→ **DATA IN THIS EXERCISE**:
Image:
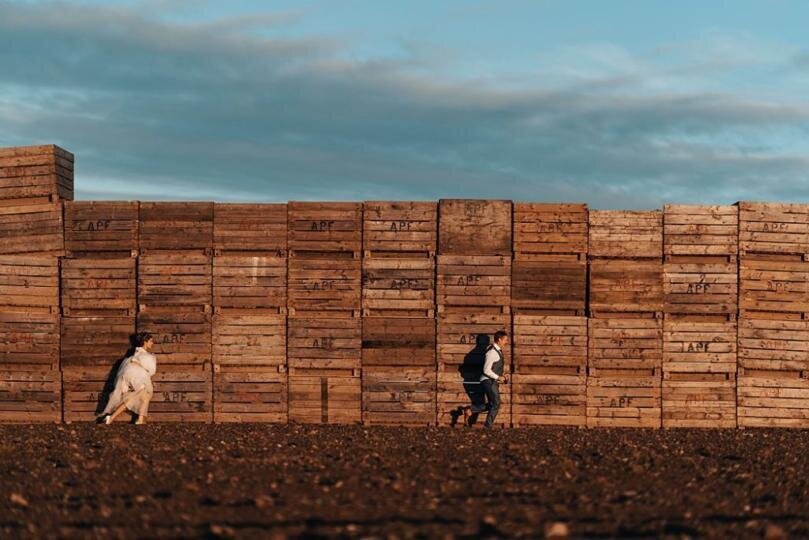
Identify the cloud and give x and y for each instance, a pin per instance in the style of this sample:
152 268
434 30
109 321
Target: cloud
156 109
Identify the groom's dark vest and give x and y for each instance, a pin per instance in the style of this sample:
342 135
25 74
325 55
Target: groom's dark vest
498 366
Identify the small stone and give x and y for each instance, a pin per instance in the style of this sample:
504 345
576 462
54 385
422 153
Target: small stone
557 529
18 500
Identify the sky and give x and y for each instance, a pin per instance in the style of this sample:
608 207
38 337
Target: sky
618 104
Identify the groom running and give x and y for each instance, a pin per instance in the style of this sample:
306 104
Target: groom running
493 367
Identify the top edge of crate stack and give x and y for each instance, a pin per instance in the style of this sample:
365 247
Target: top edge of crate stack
399 229
474 227
626 234
176 227
550 231
248 229
101 229
35 175
773 229
322 229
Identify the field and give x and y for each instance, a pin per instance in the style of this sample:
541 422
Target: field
249 480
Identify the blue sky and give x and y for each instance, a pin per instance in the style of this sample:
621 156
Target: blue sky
618 104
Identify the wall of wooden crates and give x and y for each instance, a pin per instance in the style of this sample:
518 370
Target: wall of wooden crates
381 312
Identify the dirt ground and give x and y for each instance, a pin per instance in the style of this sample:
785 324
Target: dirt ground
250 480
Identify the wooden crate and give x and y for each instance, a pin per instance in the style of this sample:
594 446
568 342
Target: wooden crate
542 341
474 227
771 344
626 234
30 396
459 389
628 285
771 286
548 228
175 281
31 228
699 346
549 396
474 284
325 286
239 228
325 396
397 395
29 283
694 286
182 340
95 341
99 287
244 283
29 341
404 342
179 396
174 226
400 228
398 287
624 398
35 174
699 400
773 228
549 287
324 343
324 226
250 340
93 228
254 395
625 344
701 230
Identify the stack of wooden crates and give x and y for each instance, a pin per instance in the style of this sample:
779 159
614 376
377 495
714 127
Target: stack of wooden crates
473 301
699 327
250 305
33 182
548 299
773 306
625 329
175 303
398 305
324 344
99 283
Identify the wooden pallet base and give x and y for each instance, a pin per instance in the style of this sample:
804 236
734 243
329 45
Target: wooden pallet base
30 396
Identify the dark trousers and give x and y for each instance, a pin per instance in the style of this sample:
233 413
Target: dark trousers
492 391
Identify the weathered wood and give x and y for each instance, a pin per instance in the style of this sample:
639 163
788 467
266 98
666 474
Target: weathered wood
249 340
98 287
550 228
404 342
627 234
700 230
400 227
35 229
29 283
474 227
95 341
30 396
249 282
773 228
398 395
176 226
626 285
250 227
179 396
324 226
29 341
96 227
538 286
182 340
259 395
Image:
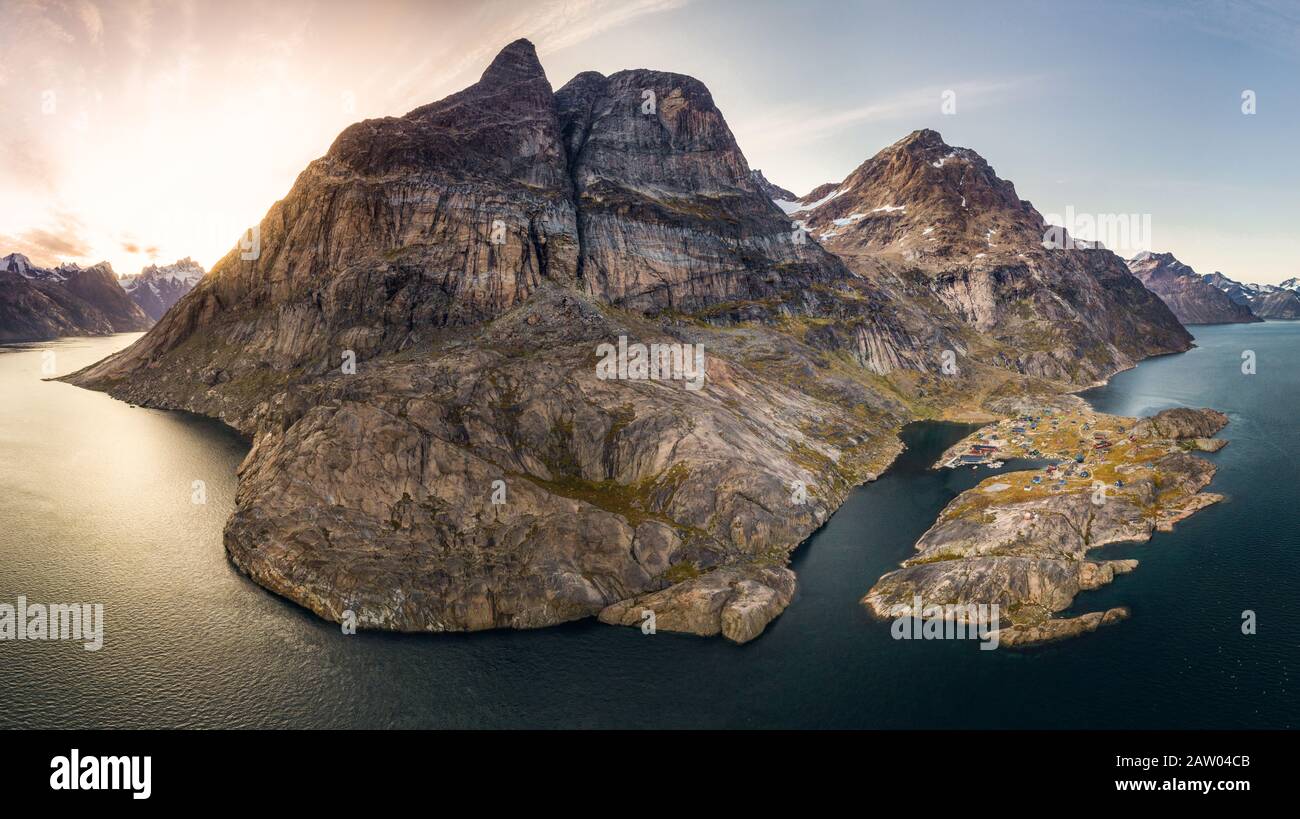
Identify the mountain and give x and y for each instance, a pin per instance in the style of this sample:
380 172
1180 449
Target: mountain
772 191
157 289
952 230
1265 300
423 352
1192 299
42 303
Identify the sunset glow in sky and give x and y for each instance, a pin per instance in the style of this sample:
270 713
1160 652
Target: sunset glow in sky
143 131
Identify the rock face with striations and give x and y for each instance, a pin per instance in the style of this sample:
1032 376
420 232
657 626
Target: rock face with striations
473 469
38 303
1191 298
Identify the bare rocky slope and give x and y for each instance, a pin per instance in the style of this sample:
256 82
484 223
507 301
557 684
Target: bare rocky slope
472 256
1192 299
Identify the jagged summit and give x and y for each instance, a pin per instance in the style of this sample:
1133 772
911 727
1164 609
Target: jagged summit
472 258
1195 299
515 63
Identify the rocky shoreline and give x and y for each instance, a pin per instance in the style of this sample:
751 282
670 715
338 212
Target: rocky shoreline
1021 540
414 349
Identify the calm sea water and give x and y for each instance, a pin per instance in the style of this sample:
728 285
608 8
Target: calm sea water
95 506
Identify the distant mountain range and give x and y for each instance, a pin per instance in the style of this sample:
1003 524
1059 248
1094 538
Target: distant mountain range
42 303
1265 300
1191 297
475 256
157 289
1213 298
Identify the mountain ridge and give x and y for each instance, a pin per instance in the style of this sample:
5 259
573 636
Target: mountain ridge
469 259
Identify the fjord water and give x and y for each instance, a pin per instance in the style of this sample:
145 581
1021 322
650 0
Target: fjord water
96 505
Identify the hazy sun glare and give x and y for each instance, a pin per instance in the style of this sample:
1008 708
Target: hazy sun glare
139 131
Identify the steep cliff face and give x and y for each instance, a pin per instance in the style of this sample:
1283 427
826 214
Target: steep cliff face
670 213
416 345
475 471
1192 299
941 219
38 303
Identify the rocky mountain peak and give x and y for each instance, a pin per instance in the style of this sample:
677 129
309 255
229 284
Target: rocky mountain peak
772 191
14 263
1195 299
922 198
515 63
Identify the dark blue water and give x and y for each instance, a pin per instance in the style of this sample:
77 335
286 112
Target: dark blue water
95 505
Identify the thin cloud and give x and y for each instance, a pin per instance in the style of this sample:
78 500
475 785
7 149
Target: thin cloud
1273 25
50 245
796 126
551 26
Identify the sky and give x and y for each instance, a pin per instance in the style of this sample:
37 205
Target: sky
138 131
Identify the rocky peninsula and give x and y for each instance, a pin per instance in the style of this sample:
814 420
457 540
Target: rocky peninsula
1021 540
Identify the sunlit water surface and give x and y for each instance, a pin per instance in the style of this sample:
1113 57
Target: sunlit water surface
96 505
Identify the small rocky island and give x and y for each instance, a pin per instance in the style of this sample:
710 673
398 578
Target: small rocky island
1021 540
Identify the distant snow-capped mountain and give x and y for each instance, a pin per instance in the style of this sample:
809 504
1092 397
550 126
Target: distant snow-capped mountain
1192 298
39 303
156 289
1265 300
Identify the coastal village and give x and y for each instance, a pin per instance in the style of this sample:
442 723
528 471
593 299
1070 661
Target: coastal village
1021 540
1087 450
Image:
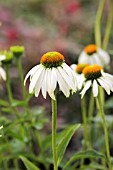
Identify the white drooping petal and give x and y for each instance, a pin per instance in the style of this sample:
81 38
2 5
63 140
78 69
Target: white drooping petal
108 77
63 85
80 81
95 88
53 79
2 74
104 85
83 58
68 70
31 72
34 79
67 78
44 85
105 58
38 84
49 88
86 87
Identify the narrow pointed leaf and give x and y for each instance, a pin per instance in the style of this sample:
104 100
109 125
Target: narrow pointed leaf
85 154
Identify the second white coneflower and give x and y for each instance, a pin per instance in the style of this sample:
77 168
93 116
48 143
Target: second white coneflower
95 76
94 55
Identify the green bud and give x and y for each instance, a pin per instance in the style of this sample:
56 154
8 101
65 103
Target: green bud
8 58
17 50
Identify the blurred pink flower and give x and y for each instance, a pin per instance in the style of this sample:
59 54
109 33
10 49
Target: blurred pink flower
11 34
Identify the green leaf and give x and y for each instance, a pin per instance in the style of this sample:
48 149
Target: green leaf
3 103
93 166
85 154
7 110
29 165
65 141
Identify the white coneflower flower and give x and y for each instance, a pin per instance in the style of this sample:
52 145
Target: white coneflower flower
78 68
94 55
95 76
51 70
0 129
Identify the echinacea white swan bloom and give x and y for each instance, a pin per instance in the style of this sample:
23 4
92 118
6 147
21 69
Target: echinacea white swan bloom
95 76
94 55
78 68
51 70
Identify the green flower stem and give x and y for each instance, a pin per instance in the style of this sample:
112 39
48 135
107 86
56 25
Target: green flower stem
54 116
98 22
21 76
90 116
109 25
83 106
8 83
22 82
105 130
83 102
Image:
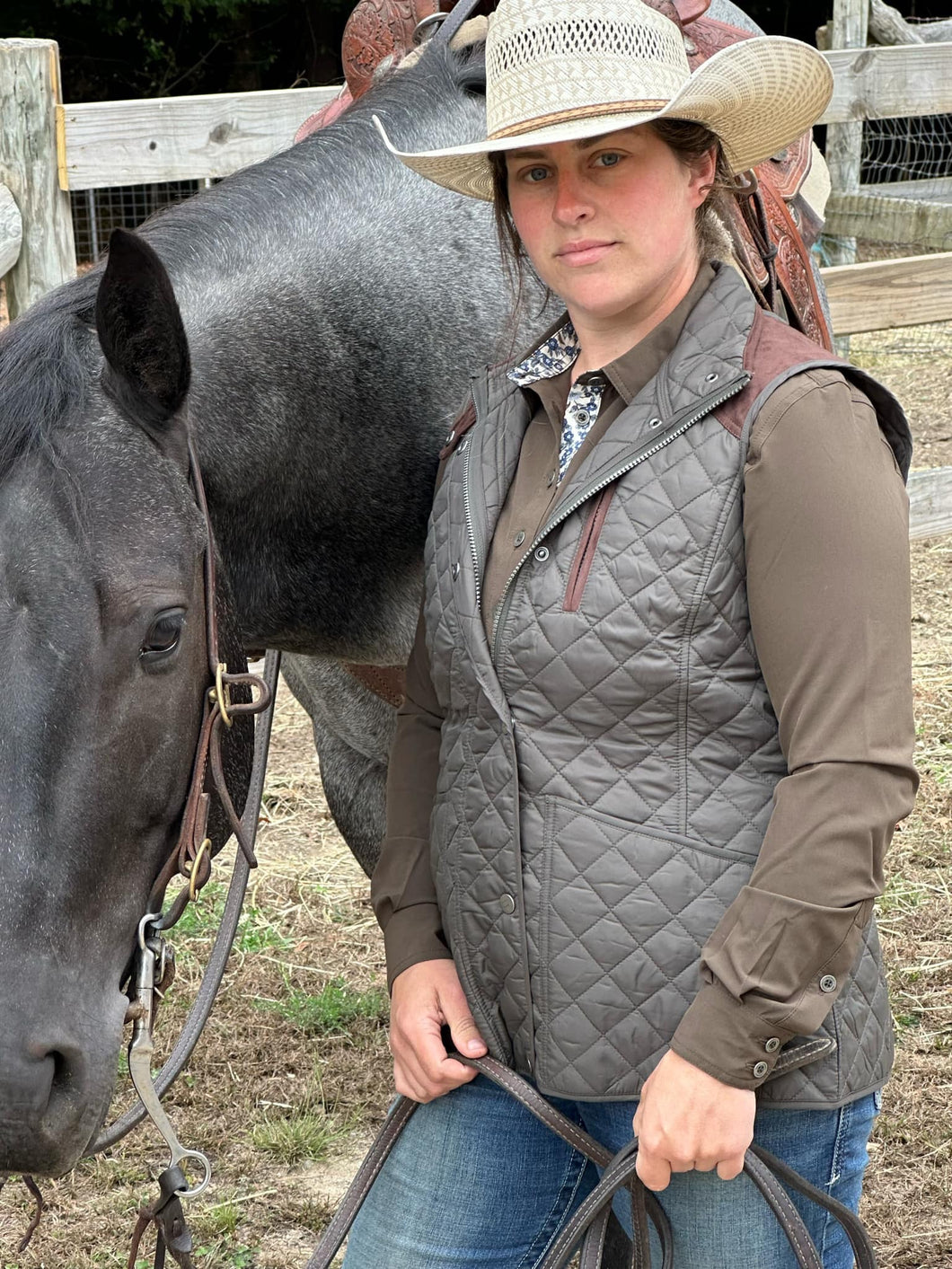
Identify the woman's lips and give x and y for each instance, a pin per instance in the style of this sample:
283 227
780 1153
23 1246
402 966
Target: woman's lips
577 254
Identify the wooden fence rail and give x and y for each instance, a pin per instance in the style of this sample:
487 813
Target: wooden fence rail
144 142
930 503
890 83
11 231
886 294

→ **REQUIREMENT**: No pictures belong in the copy. Repeat the entries exactly.

→ **EXERCISE ANSWER**:
Image:
Identify the cloud and give x and y for each instance, a pin per instance in the style of this sample:
152 268
434 30
109 321
Target: cloud
156 109
Identify the groom's dark vest and give x and y for each instance, a pin per instance in the style of this sample:
342 135
25 74
325 55
Target: groom's dark vest
498 366
Identify the small stone and give x and y for each instance, a pin per instance in the style of this sample:
504 345
576 462
54 385
422 153
Target: small stone
557 529
18 500
Identify the sky and give x and y for each instance, a pin per instance in the style of this sample:
608 207
38 337
Target: sky
618 104
Identify the groom running and give x and y for each instance, a pin per instance in the style of this sample:
306 104
Target: groom running
493 367
Identify the top edge of crate stack and give x and y for each instance, a pin per instance in the style of this sample:
365 247
Target: top edge of crate stack
399 229
474 227
626 234
176 227
550 231
248 229
101 229
35 175
773 229
322 229
Identify the field and give x and y for each instance, a pin per instance in the style of this sample:
541 422
Target: field
249 480
Identify the blue sky and give x and y for each instance, a pin per instance in the style of this sample:
621 156
Target: blue sky
618 104
Identify the wall of wooden crates and give x and y for each instance, a pin per instance in the style of this sample:
518 370
Target: wall of wooden crates
381 312
Identify the dirt ground and give x and y for each instance, a pin per instance in the style of this sample:
785 324
Target: dirt ground
250 480
Identify the wooden crate and give x and y for each instance, a pin per instance in the style of this sample:
594 446
568 342
Target: wooden crate
542 341
474 227
771 344
626 234
30 396
459 389
628 285
771 286
548 228
175 281
31 228
699 346
549 396
474 284
325 286
239 228
325 396
397 395
29 283
694 286
182 340
95 341
99 287
244 283
29 341
404 342
179 396
174 226
400 228
398 287
624 398
35 174
699 400
773 228
549 287
324 343
324 226
250 340
93 228
254 395
625 344
701 230
Identify the stack of wooden crates and give x and y for each instance, a pin per instance in the style of this sample:
779 159
614 376
377 495
714 127
Target: stack of wooden crates
473 301
699 327
250 305
33 182
548 299
773 306
625 329
175 303
398 305
324 344
99 283
Identify the wooden pallet base and give x and y for each instance, a pin per instance in the style of this sample:
804 236
734 243
329 45
Target: wooden pallet base
30 396
Identify the dark trousers and give x and y for each instance, a pin per instance in the style of this sample:
233 413
Target: dark trousers
492 391
Identify the weathered wood and give x and y for each instance, a pin per instance in the style of this sample:
639 163
788 467
266 98
666 474
Target: weathered wood
249 340
98 287
550 228
404 342
627 234
700 230
400 227
35 229
29 283
474 227
95 341
30 396
249 282
773 228
398 395
176 226
626 285
250 227
179 396
324 226
29 341
96 227
538 286
182 340
259 395
Image:
Identify the mountain and give x and y for each instance, a pin per instance in the style of this sample:
380 172
1180 449
Target: mountain
772 191
157 289
952 230
1265 300
423 352
1192 299
42 303
Identify the sunset glow in sky and give x and y for each instance, a pin per instance in the style of this sample:
270 713
1160 652
Target: sunset glow in sky
143 131
Identify the rock face with striations and give x and y for each instance, a pin per instance in the style of this sample:
1032 376
420 232
657 626
Target: rock face with striations
473 469
38 303
1191 298
Identify the bare rocky slope and give x and y for each instance, a pin per instance in the style of this sample:
256 82
484 223
507 301
557 684
Target: bare rocky slope
472 256
1192 299
Identify the jagged summit and give x and y for each instance, a pin per instance in the style of this sample:
1133 772
911 727
1164 609
Target: jagged summit
472 258
1195 299
515 63
Identify the rocky shoreline and give x and y for each instance, a pin per instance in the style of this sample:
751 282
670 715
338 212
Target: rocky shoreline
1021 540
414 349
Identify the calm sea water and give x and y for each instance, a pin per instance in the style of this sample:
728 285
608 8
Target: calm sea water
95 506
Identify the distant mountain range and give x and y for each instance, a pin per instance in the style of this sample:
1003 524
1059 248
1094 538
Target: distant mountain range
42 303
1265 300
1191 297
475 256
157 289
1213 298
Identify the mountain ridge and give x and y for each instance, a pin per instance in the style of this sample:
5 259
573 636
Target: mountain ridge
469 259
Identify the fjord water and give x and y for each instance, a pin per instance in the style of this sample:
145 581
1021 322
650 0
Target: fjord water
96 505
Identify the hazy sun glare and give x and y for each instance, a pin per instance in the style of this sample:
1008 708
Target: hazy sun glare
139 131
Identify the steep cliff face and give x and y for each instance, a pin per instance in the style of this sample:
1283 427
826 214
Target: steep cliff face
670 213
416 345
475 471
1192 299
941 219
38 303
Identify the rocky mountain peak and give x and y for each instance, a pin per instance in the style of this sample:
677 129
309 255
229 284
Target: rocky mountain peak
772 191
14 263
1195 299
922 198
515 63
Identify the dark blue water and give x and y for each instance, a pin per instance in the style of this sample:
77 335
286 112
Target: dark blue water
95 505
Identify the thin cloud and give x and y for each instance, a pin per instance in the style of this sample:
78 500
475 785
7 149
Target: thin cloud
1273 25
50 245
796 126
551 26
Identify the sky and give x and y for each instance, a pin per instance in the style of this sample:
37 205
Target: sky
138 131
Identify the rocky peninsula and give x and y for each instance, a pin per instance in the style of this sample:
814 420
457 540
Target: rocky peninsula
1021 540
Identify the sunlit water surface and give x and y for each instance, a pin per instance in the style of this sample:
1113 57
Target: sunlit water surface
96 505
Identify the small rocky island and give x and y for each instance, a pin per instance in the style of this sample:
710 673
398 578
Target: small rocky island
1021 540
Identify the distant snow-capped mountain and give x and y for each instance, a pin per instance in the style of this sample:
809 504
1092 397
550 126
Target: distant snow-capped mountain
1192 298
39 303
156 289
1265 300
Identify the coastal village and give x and y for each instance, a pin per instance in the style of this sample:
442 723
528 471
593 299
1070 661
Target: coastal village
1021 540
1087 450
Image:
Identify the white drooping petal and give x and y for each instance, a pin per instance in the style of this sample:
81 38
2 5
63 140
78 69
Target: white drooping petal
108 77
63 85
80 81
95 88
53 79
2 74
104 85
83 58
68 70
31 72
34 79
67 78
44 85
105 58
38 84
49 88
86 87
Identify the narrow pointed leaf and give x and y for each instance, a pin per instance in the style of this sample:
104 100
109 125
Target: narrow pointed leaf
85 154
Identify the second white coneflower and give x and y for each instance, a pin per instance in the style of this sample:
77 168
93 116
48 143
Target: second white coneflower
95 76
94 55
Identify the green bud and give x and y for each instance, a pin per instance in the style of this sample:
56 154
8 101
65 103
Target: green bud
8 58
17 50
Identify the blurred pink flower and give x and y for each instance, a pin per instance in the style of this sample:
59 54
109 33
10 49
Target: blurred pink flower
11 34
Identify the green leaf and give x and y for each instance, a pin per instance in the style of this sample:
48 149
Target: green leaf
3 103
93 166
85 154
7 110
29 165
65 141
Identify the white coneflower flower and give x and y for each instance, a pin per instance in the style of this sample:
52 145
Target: white coneflower flower
78 68
94 55
95 76
51 70
0 129
Identify the echinacea white swan bloom and give x and y for each instance, a pin per instance in the style of this sample:
23 4
92 118
6 147
21 69
Target: echinacea white swan bloom
95 76
94 55
78 68
51 70
Identify the green flower stem and give x and y for each instance, a pin per instance in the style of this sample:
112 39
48 135
107 86
56 25
Target: green flower stem
54 116
98 22
21 76
90 116
109 25
83 106
8 83
22 82
105 130
83 102
Image:
Identify the woman's lips and give x and y for each instance, a pin per instance in the style of this sample:
283 227
780 1153
23 1246
402 966
Target: woman's lips
577 254
Identify the wooden fence rail and give x and y for each instance, a pin per instance in the style of this sample:
487 813
Target: wooden fence rail
144 142
930 503
890 83
11 231
886 294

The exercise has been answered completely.